## EXERCISE DETAILS
Reproduce every line of the listing below word for word, leaving out the pictures.
+++
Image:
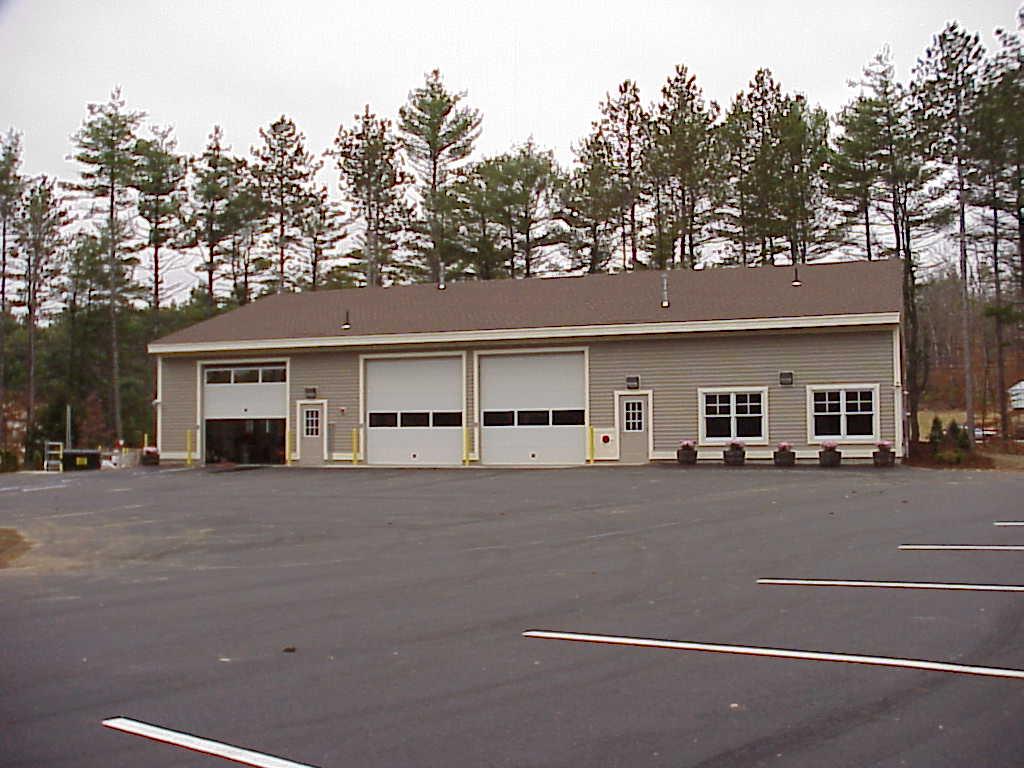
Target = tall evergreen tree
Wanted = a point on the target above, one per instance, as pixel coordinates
(590, 200)
(285, 172)
(322, 229)
(11, 185)
(626, 126)
(159, 179)
(946, 84)
(684, 144)
(372, 180)
(438, 134)
(104, 147)
(41, 242)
+++
## COMPLETE OUTPUT
Image:
Target = tall evergreen tree
Wanted = a point on the target above, one per instance, as pixel coordinates
(590, 200)
(285, 172)
(322, 229)
(11, 185)
(626, 126)
(159, 179)
(946, 84)
(684, 144)
(372, 180)
(438, 134)
(104, 147)
(41, 242)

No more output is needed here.